Exercise objective —
Print every row below word for word, leaving the pictures out of your output.

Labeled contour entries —
-----
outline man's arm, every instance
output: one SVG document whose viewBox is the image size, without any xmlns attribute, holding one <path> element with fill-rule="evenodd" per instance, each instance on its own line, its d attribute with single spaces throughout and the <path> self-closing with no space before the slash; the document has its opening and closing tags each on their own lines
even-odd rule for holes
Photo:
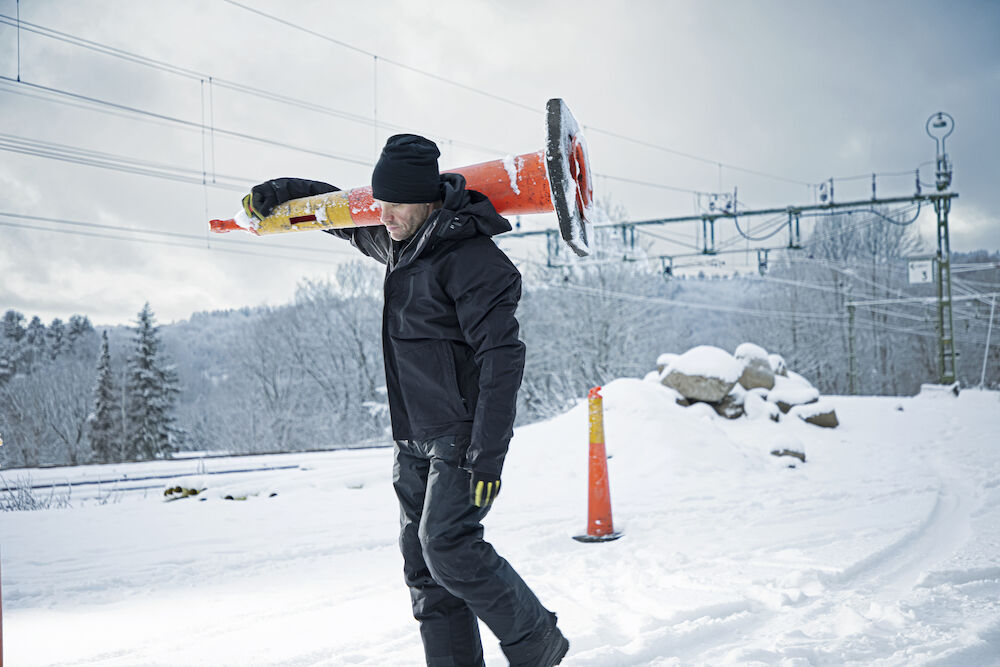
<svg viewBox="0 0 1000 667">
<path fill-rule="evenodd" d="M 243 200 L 243 208 L 247 215 L 258 220 L 266 218 L 278 204 L 284 204 L 292 199 L 322 195 L 340 190 L 335 185 L 323 181 L 310 181 L 304 178 L 275 178 L 255 185 L 250 194 Z M 389 261 L 389 233 L 382 225 L 372 227 L 355 227 L 348 229 L 324 229 L 323 231 L 347 239 L 362 253 L 386 264 Z"/>
<path fill-rule="evenodd" d="M 492 241 L 483 240 L 468 252 L 455 253 L 444 278 L 479 366 L 479 399 L 466 465 L 499 478 L 524 372 L 524 343 L 514 315 L 521 274 Z"/>
</svg>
-----
Answer to this problem —
outline man's arm, every instance
output: one SVG document whose viewBox is the image size, without any xmlns attribute, holding one <path> element with fill-rule="evenodd" per instance, each instance on its own line, its d attribute with single spaces throughout and the <path> self-closing with no space before the slash; the document has its opening and closing tags each on their own lines
even-odd rule for holes
Photo:
<svg viewBox="0 0 1000 667">
<path fill-rule="evenodd" d="M 243 200 L 243 208 L 247 215 L 258 220 L 266 218 L 278 204 L 284 204 L 292 199 L 322 195 L 340 190 L 335 185 L 323 181 L 310 181 L 304 178 L 275 178 L 255 185 L 250 194 Z M 389 261 L 389 233 L 382 225 L 372 227 L 355 227 L 348 229 L 324 229 L 323 231 L 347 239 L 362 253 L 386 264 Z"/>
<path fill-rule="evenodd" d="M 492 241 L 483 240 L 468 252 L 455 253 L 444 278 L 479 366 L 479 399 L 466 465 L 499 478 L 524 372 L 524 343 L 514 315 L 521 274 Z"/>
</svg>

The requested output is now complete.